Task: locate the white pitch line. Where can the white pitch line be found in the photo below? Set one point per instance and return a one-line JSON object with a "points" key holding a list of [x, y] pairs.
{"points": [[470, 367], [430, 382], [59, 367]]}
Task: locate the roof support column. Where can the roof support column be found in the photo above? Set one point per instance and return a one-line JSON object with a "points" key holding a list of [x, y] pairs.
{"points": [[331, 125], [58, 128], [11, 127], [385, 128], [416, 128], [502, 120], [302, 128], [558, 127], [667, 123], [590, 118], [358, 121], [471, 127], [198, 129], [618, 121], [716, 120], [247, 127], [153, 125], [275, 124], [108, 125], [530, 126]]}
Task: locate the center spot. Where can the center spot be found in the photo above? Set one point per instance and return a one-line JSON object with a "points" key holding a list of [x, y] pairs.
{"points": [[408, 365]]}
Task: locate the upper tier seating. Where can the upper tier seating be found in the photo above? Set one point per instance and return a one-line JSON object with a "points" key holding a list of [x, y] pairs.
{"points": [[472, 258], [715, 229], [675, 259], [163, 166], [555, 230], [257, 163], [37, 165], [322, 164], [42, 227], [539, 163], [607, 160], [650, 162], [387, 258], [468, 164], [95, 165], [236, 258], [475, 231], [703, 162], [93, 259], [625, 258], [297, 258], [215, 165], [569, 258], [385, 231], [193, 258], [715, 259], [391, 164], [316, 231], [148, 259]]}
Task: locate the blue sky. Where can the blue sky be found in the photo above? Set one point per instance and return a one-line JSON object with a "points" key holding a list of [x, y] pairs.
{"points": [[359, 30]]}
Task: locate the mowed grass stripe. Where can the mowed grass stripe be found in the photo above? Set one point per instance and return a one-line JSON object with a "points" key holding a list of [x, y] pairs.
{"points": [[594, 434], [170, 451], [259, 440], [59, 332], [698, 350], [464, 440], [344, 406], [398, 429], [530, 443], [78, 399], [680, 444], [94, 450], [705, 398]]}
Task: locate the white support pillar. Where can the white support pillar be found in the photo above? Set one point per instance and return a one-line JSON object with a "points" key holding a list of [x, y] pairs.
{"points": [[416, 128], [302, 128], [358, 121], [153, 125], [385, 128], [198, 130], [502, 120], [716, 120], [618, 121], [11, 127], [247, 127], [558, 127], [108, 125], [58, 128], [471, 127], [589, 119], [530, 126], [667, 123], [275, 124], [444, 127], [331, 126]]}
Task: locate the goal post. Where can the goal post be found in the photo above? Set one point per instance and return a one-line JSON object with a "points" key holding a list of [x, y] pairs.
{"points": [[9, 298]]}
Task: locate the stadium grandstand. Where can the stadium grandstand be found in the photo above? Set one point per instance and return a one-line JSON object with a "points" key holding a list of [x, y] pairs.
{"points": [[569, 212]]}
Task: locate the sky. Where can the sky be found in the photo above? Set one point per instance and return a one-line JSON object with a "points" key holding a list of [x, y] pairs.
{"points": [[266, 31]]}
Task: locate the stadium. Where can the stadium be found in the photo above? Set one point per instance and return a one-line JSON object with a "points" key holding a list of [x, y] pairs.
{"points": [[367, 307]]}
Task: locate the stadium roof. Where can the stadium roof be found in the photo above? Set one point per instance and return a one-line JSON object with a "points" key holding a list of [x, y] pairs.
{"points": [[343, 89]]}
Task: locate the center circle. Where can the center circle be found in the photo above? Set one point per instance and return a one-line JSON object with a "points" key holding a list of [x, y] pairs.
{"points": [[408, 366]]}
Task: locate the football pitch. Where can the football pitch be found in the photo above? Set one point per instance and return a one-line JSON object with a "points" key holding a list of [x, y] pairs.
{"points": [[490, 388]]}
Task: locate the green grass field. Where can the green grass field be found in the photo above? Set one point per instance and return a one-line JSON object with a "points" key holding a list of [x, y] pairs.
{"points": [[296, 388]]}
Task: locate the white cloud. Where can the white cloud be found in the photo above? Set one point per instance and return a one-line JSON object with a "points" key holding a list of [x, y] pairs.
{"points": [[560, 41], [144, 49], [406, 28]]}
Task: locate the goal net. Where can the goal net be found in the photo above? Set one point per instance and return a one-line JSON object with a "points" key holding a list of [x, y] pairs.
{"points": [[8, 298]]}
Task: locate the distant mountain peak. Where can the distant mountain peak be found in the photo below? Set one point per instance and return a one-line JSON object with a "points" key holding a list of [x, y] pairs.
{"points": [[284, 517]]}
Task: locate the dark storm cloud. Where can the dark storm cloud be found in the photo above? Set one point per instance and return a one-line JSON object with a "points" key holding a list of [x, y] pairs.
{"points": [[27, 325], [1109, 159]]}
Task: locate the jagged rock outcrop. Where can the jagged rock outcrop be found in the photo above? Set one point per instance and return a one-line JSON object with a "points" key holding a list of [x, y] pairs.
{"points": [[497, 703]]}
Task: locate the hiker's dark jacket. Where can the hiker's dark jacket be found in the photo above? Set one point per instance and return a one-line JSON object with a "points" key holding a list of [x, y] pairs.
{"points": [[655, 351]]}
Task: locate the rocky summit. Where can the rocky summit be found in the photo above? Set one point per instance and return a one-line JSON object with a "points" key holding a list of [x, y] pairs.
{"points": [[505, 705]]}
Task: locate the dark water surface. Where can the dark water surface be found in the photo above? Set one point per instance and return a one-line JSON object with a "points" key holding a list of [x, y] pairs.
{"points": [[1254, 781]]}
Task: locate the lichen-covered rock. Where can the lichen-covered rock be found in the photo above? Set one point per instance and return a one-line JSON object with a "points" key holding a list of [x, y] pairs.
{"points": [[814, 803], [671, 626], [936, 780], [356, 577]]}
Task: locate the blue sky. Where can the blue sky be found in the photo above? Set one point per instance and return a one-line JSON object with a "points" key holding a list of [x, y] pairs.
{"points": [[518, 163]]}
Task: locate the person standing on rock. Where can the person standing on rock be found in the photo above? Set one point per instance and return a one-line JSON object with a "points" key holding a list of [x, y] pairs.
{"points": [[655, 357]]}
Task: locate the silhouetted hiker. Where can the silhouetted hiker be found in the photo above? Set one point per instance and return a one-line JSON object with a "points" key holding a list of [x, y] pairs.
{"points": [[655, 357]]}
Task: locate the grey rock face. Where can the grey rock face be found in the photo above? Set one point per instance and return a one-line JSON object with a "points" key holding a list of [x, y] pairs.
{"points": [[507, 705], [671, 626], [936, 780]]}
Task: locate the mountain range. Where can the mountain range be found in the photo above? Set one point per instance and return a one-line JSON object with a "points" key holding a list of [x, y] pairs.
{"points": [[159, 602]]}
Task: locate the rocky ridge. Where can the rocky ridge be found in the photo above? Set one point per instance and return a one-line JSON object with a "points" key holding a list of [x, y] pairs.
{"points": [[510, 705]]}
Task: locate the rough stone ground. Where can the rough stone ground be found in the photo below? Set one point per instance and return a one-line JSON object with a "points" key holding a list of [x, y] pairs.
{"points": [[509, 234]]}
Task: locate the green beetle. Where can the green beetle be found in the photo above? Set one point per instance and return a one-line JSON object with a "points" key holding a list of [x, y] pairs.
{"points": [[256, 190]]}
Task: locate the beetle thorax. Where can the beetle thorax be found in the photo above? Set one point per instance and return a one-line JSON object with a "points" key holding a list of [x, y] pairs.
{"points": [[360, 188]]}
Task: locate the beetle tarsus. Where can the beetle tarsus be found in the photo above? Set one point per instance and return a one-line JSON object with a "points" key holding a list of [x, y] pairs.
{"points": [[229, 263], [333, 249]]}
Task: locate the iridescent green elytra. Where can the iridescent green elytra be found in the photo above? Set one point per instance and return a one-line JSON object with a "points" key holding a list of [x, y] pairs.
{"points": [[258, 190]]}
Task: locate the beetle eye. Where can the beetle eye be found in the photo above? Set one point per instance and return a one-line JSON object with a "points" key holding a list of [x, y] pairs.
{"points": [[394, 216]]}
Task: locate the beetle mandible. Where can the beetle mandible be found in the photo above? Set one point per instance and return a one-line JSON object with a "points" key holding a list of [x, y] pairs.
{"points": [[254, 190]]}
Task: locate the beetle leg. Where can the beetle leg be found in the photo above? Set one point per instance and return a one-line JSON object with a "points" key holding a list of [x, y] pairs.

§ ACTIVITY:
Copy out the line containing "Task: locate the beetle eye.", then every line after it through the end of the listing, exactly and with nothing else.

§ OUTPUT FOR THIS TASK:
Task: locate the beetle eye. Where can the beetle eye be found in the photo above? Set one point per instance and return a one-line JSON object with a "points" key holding a list of [x, y] pairs.
{"points": [[394, 216]]}
Task: locate the beetle mandible. Where can the beetle mandible be found in the photo above? Set one point per instance and return a one-line JSON object with a "points" key holding a list of [x, y] pairs.
{"points": [[254, 190]]}
Task: locate the beetle leg. Where can the beetle leg be found in the photo above? Set one point per instance and return a one-line JSON object with a "points" key holding a list of [x, y] pairs.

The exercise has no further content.